Defaulting Purchaser Regains Deposit #164

Dec 01, 1990

CATEGORY:   
TAGS:         

PRINT


By Gerry Neely
B.A., LL.B.

The advantages to a vendor of the use of the Norfolk v. Aikens addendum to the standard form contract {Column 155) is apparent from a decision delivered October 24th, 1990, which allowed a defaulting purchaser to recover a $40,000 deposit. The purchaser's offer was made prior to the Norfolk v. Aikens decision on the standard form contract of purchase and sale which requires the vendor to deliver title free from financial encumbrances.

There were two mortgages on title in favor of one mortgagee which the vendor's solicitor undertook to discharge upon receipt of the sale proceeds. When the purchaser's solicitor refused to agree to this method of closing, the vendor's solicitor did what virtually any other lawyer would have done pre Norfolk v. Aikens.

He arranged to obtain discharges of the mortgages to be available for registration on the closing date, to demonstrate that his client was ready, willing and able to clear title. The undertaking given to the mortgagee prevented him from applying to register the discharge unless payment of the sale proceeds would be made to him. The vendor's solicitor arranged to have an articled student attend at the Land Title Office with the original closing documents. No one appeared on behalf of the purchaser and the purchaser's solicitor then confirmed that he didn't have sufficient funds to close.

When the vendor sued for the deposit, he was met by judicial comments of Southin, J.A. in Norfolk v. Aikens that a title may be clear if the mortgage has been paid or it may be clear if an application has been made to register the discharge. However, if neither has occurred, then the title cannot be said to be clear of financial encumbrances. The judge accepted this reasoning to hold that the vendor was not ready, willing and able to deliver clear title. Since this meant that the vendor could not enforce the terms of the standard form contract, the purchaser was entitled to the return of the deposit plus costs.

**Material**.
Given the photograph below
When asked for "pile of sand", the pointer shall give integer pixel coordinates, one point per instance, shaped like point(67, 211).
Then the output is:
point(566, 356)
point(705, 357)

**Set of tasks**.
a) Using the column on the defaulting purchaser, decide whether each statement agrees with it: (i) the decision that let the purchaser recover the deposit was delivered on October 24th, 1990; (ii) the two mortgages on title were held by different mortgagees; (iii) someone attended the Land Title Office for the purchaser. For each, answer yes or no and quote the deciding words.
b) Reproduce the whole listing above, line for line, without any change.

**The answers**.
a)
(i) Yes: "a decision delivered October 24th, 1990, which allowed a defaulting purchaser to recover a $40,000 deposit"
(ii) No: "There were two mortgages on title in favor of one mortgagee"
(iii) No: "No one appeared on behalf of the purchaser"

b)
Given the photograph below
When asked for "pile of sand", the pointer shall give integer pixel coordinates, one point per instance, shaped like point(67, 211).
Then the output is:
point(566, 356)
point(705, 357)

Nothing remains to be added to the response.